> REQUEST A: Report each line of the listing below that contains the string "headstone", copying every such line in full.

> PROVIDED PASSAGE:
FOCUS: Citizen science and the law: potential applications
Anna Berti Suman
Oct. 2, 2023, 6 a.m.
Environment and the law
Civic environmental monitoring can offer valuable evidence for environmental law enforcement, both in judicial arenas and in alternative dispute resolution e.g., through mediation techniques. The legal potential and implications of civic environmental monitoring are the main focus of the project Sensing for Justice (funded by a MSCA Individual Fellowship and by the Dutch Research Council).
(@Andrea Marinelli Photographer)
The project indeed explores how civic environmental monitoring can offer valuable evidence for environmental law enforcement, both in judicial arenas and in alternative dispute resolution e.g., through mediation techniques. It also addresses an urgent need to understand emerging possibilities of the practice, starting from the actual demands and questions of people affected by environmental issues.
To bring ordinary people closer to the law and to courts, the Sensing for Justice project goes where the people are, through engaged ethnography; identifies which barriers need to be removed for civic evidence to be used for law enforcement, performing legal review and advocacy work in fora such as Meeting of the Parties to the Aarhus Convention, to support the right of every person to contribute environmental information. The project also uses art to translate complex legal concepts to ordinary people through images and examples, and generate empathy. Results are brought to public spaces such as squares, schools and libraries to stimulate further awareness.

> RAW DATA:

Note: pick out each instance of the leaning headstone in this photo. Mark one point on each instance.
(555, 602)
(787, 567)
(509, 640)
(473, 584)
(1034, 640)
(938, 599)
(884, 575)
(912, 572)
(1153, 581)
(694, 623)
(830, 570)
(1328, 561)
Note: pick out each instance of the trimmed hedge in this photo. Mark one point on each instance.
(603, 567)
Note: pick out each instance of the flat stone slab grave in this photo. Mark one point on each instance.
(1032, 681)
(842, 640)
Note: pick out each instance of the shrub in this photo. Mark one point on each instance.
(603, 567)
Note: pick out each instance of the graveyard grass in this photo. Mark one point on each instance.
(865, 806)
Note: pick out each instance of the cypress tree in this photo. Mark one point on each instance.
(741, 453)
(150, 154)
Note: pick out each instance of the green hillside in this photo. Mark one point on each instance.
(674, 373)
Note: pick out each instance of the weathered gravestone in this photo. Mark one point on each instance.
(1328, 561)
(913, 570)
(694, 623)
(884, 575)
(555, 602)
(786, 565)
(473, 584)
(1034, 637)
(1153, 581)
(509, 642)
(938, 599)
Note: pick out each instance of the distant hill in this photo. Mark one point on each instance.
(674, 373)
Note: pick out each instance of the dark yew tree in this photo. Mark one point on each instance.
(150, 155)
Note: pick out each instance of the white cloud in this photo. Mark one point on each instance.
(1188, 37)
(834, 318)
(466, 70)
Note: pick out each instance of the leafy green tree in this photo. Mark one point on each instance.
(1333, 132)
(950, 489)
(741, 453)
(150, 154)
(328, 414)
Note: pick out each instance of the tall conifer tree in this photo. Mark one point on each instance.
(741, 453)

--

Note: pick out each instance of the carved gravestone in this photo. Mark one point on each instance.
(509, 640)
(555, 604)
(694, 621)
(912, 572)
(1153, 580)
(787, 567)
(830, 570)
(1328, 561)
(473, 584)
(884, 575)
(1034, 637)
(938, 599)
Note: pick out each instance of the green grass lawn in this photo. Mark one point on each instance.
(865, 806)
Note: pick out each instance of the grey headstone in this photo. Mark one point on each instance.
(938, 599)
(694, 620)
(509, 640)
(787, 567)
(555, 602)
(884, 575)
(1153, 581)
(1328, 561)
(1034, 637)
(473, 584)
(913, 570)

> REQUEST B: Carry the article above on citizen science and environmental law forward with the next paragraph, picking up after its final sentence.

> ANSWER A:
Note: pick out each instance of the leaning headstone in this photo. Mark one point on each instance.
Note: pick out each instance of the grey headstone in this photo. Mark one point on each instance.

> ANSWER B:
These topics and more concrete legal questions were discussed during the workshop on Legal challenges in citizen science – held on August 1st, 2023, as part of the ECS Collaboration Group. (See also the article by Annelies Duerinckx, Legal challenges for citizen science initiatives: stories from the field)
Real-world scenarios
To explore and reflect together on the opportunity that the law offered or could offer to our initiatives, we engaged in an exercise of imagining two real-world scenarios. The proposed tasks were two, and the one the opposite of the other: on the one hand the task was to make laws in favour of citizen science, on the other hand the task was to make law to hamper it. The two groups received the below instructions:
In favour of citizen science
Making law(s) favouring citizen science came up with a number of points, the most remarkable being the need to set up legal advice spaces at national and local levels for citizens; in addition at the European level and national and local levels there should be (more) legal activity to give legitimacy to citizen science initiatives and offer them clear legal guidance in which to operate.
Against citizen science
Making law(s) against citizen science relates to the tensions between private property and the common good (supporting the need to perform citizen science) and freedom of information. Special categories of data – like health data – need specific cautions and require a mandatory Data Management Plan and an Ethical Impact Assessment. In case a private company is involved in an issue, to ensure information balance, the concerned company should have the right to respond to the civic data with their own data.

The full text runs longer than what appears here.